--- RECORDS FOR THE TASK ---
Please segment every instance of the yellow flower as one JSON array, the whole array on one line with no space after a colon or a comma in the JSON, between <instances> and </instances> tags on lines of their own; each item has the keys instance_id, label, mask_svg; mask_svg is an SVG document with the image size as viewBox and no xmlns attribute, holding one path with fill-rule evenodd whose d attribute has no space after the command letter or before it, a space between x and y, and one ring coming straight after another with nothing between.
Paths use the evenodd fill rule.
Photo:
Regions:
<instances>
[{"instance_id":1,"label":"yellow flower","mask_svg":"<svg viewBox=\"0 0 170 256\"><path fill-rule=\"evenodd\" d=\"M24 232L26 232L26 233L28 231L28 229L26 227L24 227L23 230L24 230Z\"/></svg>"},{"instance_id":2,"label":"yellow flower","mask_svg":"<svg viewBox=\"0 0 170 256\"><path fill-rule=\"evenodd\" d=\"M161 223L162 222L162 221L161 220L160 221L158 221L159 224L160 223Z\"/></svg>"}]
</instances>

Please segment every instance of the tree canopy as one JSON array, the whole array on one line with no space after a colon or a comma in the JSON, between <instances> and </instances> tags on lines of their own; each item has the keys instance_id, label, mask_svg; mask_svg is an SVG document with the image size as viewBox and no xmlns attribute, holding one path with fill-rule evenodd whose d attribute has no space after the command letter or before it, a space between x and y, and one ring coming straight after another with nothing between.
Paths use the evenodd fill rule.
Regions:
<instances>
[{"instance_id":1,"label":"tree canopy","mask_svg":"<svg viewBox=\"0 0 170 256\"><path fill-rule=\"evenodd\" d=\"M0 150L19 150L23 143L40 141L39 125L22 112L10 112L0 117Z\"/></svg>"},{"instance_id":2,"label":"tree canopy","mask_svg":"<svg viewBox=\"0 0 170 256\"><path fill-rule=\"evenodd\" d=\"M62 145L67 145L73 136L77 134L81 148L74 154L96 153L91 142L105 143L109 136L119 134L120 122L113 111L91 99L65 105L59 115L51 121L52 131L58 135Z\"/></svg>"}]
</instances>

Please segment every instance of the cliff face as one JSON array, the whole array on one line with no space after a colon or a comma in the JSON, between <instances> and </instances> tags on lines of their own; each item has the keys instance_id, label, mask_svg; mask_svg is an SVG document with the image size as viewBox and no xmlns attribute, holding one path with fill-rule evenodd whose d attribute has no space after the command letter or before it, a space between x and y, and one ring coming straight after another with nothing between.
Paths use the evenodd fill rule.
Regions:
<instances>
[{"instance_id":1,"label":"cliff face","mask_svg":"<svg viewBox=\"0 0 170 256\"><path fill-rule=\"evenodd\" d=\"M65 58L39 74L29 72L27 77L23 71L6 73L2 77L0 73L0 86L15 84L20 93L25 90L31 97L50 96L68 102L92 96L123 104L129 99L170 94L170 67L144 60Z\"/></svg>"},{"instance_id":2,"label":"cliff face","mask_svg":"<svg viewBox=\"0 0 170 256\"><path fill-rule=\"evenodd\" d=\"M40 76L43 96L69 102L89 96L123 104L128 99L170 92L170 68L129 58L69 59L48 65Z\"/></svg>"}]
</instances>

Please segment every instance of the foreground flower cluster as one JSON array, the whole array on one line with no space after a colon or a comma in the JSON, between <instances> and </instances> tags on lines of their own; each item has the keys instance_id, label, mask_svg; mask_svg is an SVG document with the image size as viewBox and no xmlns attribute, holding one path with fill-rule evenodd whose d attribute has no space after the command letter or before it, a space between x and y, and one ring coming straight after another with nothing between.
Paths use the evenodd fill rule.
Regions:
---
▶ [TASK TO CARRY OUT]
Please quote every record above exactly as it appears.

▶ [WRITTEN ANSWER]
Please segment every instance of the yellow flower as one JSON array, the whole array on one line with no space after a colon or a comma in the JSON, between <instances> and </instances> tags on lines of their own; each item has the keys instance_id, label, mask_svg; mask_svg is an SVG document with the image size as viewBox and no xmlns attribute, holding one path with fill-rule evenodd whose d attribute has no space after the command letter or before it, a space between x and y, and one ring coming straight after another with nothing between.
Paths use the evenodd fill rule.
Photo:
Regions:
<instances>
[{"instance_id":1,"label":"yellow flower","mask_svg":"<svg viewBox=\"0 0 170 256\"><path fill-rule=\"evenodd\" d=\"M24 232L26 232L26 233L28 231L28 229L26 227L24 227L23 230L24 230Z\"/></svg>"},{"instance_id":2,"label":"yellow flower","mask_svg":"<svg viewBox=\"0 0 170 256\"><path fill-rule=\"evenodd\" d=\"M161 223L162 222L162 221L161 220L160 221L158 221L159 224L160 223Z\"/></svg>"}]
</instances>

Please segment every instance of the tree canopy as one JSON array, the whole array on one line with no space after a colon or a comma in the JSON, between <instances> and </instances> tags on lines of their own; each item has the keys instance_id, label, mask_svg; mask_svg is an SVG document with the image size as viewBox and no xmlns attribute, holding one path with fill-rule evenodd whose d attribute has no space after the command letter or before it, a space between x and y, and one ring coming straight after another with nothing between.
Paths use the evenodd fill rule.
Regions:
<instances>
[{"instance_id":1,"label":"tree canopy","mask_svg":"<svg viewBox=\"0 0 170 256\"><path fill-rule=\"evenodd\" d=\"M0 150L19 150L23 143L40 141L39 125L22 112L10 112L0 117Z\"/></svg>"},{"instance_id":2,"label":"tree canopy","mask_svg":"<svg viewBox=\"0 0 170 256\"><path fill-rule=\"evenodd\" d=\"M62 145L67 145L73 136L77 134L81 148L74 154L96 153L91 142L105 143L109 136L119 134L120 122L113 111L91 99L65 105L59 115L51 121L52 131L58 135Z\"/></svg>"}]
</instances>

Please segment every instance of the cliff face as one JSON array, the whole array on one line with no space after a colon or a comma in the JSON, between <instances> and </instances> tags on lines of their own; each item has the keys instance_id, label, mask_svg; mask_svg is an SVG document with the image size as viewBox and no xmlns attribute, holding one path with fill-rule evenodd whose d attribute has no space after the command letter or before it, a space between x and y, and one ring coming straight after another with nothing between.
Paths use the evenodd fill rule.
Regions:
<instances>
[{"instance_id":1,"label":"cliff face","mask_svg":"<svg viewBox=\"0 0 170 256\"><path fill-rule=\"evenodd\" d=\"M65 58L39 74L29 72L27 77L23 71L6 73L2 77L0 73L0 86L15 84L20 93L25 90L31 97L50 96L68 102L92 96L123 104L129 99L170 94L170 67L144 60Z\"/></svg>"},{"instance_id":2,"label":"cliff face","mask_svg":"<svg viewBox=\"0 0 170 256\"><path fill-rule=\"evenodd\" d=\"M40 76L43 96L69 102L89 96L123 104L128 99L170 92L170 68L129 58L69 59L48 65Z\"/></svg>"}]
</instances>

Please segment every instance of the foreground flower cluster as one JSON array, the whole array on one line with no space after a colon or a comma in the JSON, between <instances> and </instances> tags on lines of their own; each item has the keys instance_id, label, mask_svg; mask_svg is an SVG document with the image size as viewBox and no xmlns attribute, holding one path with fill-rule evenodd whose d attribute has no space after the command letter or before it, a space between x and y, and one ring coming straight after another with nothing between.
Paths use the evenodd fill rule.
Regions:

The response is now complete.